_Collected data entries_:
____
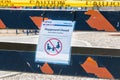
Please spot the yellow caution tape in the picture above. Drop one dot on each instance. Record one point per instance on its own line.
(57, 3)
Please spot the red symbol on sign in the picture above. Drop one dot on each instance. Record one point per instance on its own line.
(53, 46)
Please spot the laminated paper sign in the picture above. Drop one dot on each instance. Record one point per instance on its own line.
(54, 42)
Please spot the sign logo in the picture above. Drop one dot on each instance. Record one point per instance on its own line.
(53, 46)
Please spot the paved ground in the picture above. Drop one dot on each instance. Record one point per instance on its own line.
(85, 39)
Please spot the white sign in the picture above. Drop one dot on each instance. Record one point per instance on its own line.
(54, 42)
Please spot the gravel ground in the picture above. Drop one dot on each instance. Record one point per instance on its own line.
(91, 39)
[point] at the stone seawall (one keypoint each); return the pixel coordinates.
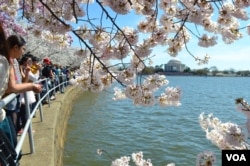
(49, 135)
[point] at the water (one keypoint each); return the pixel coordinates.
(164, 135)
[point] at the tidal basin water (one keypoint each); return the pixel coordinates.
(164, 135)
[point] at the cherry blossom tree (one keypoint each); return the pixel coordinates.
(169, 23)
(102, 39)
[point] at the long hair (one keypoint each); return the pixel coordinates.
(2, 41)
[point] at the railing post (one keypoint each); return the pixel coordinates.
(27, 109)
(40, 106)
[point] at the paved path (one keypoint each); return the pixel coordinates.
(49, 135)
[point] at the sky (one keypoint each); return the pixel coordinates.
(223, 56)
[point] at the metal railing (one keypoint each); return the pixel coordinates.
(29, 114)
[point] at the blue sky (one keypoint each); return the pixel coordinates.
(223, 56)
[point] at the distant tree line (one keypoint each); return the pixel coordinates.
(212, 71)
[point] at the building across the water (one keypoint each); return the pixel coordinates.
(174, 65)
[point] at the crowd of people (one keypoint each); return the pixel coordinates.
(25, 71)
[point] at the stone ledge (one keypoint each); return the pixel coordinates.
(49, 135)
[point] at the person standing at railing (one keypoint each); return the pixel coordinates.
(13, 48)
(25, 68)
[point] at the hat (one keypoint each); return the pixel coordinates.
(46, 61)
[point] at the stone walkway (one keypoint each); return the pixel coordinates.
(49, 135)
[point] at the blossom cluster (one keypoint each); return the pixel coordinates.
(137, 159)
(226, 136)
(96, 79)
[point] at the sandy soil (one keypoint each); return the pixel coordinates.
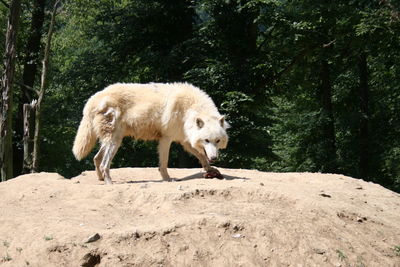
(251, 218)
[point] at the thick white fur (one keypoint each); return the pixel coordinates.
(177, 112)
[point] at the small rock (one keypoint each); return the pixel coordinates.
(92, 238)
(325, 195)
(319, 251)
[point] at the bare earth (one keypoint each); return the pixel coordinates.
(251, 218)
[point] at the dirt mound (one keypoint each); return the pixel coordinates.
(251, 218)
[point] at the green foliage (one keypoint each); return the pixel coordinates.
(287, 74)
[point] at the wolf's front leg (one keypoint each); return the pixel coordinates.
(163, 154)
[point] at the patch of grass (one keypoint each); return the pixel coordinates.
(341, 255)
(48, 238)
(397, 250)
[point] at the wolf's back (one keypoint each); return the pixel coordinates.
(85, 138)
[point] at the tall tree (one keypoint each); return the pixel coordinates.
(41, 92)
(32, 52)
(6, 159)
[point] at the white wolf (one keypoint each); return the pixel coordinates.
(176, 112)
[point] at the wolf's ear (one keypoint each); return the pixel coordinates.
(200, 123)
(224, 123)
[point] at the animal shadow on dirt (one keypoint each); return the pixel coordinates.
(198, 175)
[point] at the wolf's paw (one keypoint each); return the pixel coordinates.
(213, 173)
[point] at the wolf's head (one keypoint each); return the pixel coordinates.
(207, 134)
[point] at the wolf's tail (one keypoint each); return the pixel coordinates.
(85, 138)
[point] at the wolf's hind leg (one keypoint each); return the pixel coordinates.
(97, 161)
(110, 149)
(163, 154)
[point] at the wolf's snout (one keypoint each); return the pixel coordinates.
(212, 159)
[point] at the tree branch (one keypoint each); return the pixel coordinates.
(5, 3)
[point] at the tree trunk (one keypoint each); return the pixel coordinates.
(32, 52)
(6, 159)
(28, 136)
(364, 99)
(328, 127)
(43, 85)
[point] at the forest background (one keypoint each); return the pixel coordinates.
(307, 85)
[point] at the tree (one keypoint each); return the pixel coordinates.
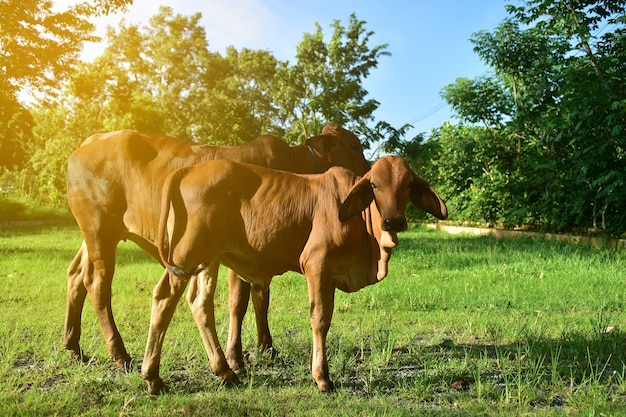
(37, 48)
(325, 84)
(557, 98)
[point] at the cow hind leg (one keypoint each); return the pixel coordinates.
(164, 300)
(76, 294)
(238, 296)
(201, 300)
(261, 302)
(321, 303)
(101, 245)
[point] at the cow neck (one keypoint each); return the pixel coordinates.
(386, 240)
(305, 160)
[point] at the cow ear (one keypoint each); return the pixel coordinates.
(323, 143)
(424, 196)
(360, 196)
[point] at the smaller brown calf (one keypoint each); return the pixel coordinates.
(335, 228)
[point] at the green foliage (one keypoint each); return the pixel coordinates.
(161, 77)
(325, 84)
(556, 99)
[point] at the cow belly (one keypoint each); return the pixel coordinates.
(257, 271)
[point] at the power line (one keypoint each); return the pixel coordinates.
(428, 113)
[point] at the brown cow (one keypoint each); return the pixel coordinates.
(262, 223)
(114, 190)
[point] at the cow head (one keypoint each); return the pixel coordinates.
(336, 146)
(391, 184)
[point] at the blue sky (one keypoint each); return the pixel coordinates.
(428, 40)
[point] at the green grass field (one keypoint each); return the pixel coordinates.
(462, 325)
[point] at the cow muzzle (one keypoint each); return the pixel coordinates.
(395, 225)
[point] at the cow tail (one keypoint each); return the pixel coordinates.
(172, 183)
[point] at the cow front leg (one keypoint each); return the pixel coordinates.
(238, 296)
(321, 303)
(201, 300)
(261, 302)
(164, 300)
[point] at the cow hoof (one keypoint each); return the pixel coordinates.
(229, 379)
(327, 387)
(271, 352)
(79, 356)
(157, 387)
(125, 363)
____
_Goal_: Reproduce only the lines running from the one that contains "[point] at the cow head" to the last line of the records.

_Exercise output_:
[point] at the cow head (one keypoint each); return the pixel coordinates.
(336, 146)
(391, 184)
[point] at the blue sky (one keypoint each); return the pixel coordinates.
(428, 40)
[point] at the green grass field (one keypoint each); return the pixel coordinates.
(462, 325)
[point] at the cow muzzle (one keypoint each); return the pixel coordinates.
(395, 225)
[point] at the cow tail (one keypoint each); return the pixel coordinates.
(172, 183)
[point] at the cow front leg (one keypoint each); return the pixel coordinates.
(238, 296)
(321, 303)
(201, 300)
(261, 302)
(164, 300)
[point] at the cow hoof (one keypoint each); return the pixel coordinates.
(229, 379)
(327, 387)
(271, 352)
(79, 356)
(157, 387)
(125, 363)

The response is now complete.